* _What is asked_: State how many lines in the rows below contain the string "cucumber", matching case exactly. Reply with the number alone.

* _Input records_:
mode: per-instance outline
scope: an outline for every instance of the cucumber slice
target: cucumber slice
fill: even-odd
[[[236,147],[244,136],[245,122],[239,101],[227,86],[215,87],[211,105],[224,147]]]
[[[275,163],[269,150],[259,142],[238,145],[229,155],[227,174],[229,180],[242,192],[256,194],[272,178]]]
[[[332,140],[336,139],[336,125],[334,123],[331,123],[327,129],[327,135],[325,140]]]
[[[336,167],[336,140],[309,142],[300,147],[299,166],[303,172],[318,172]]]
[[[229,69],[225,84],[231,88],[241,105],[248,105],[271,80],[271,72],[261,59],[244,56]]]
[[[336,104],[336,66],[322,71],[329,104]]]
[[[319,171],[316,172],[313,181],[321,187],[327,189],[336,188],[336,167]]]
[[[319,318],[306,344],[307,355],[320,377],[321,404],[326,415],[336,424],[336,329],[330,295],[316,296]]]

* _Output of the exercise_: 2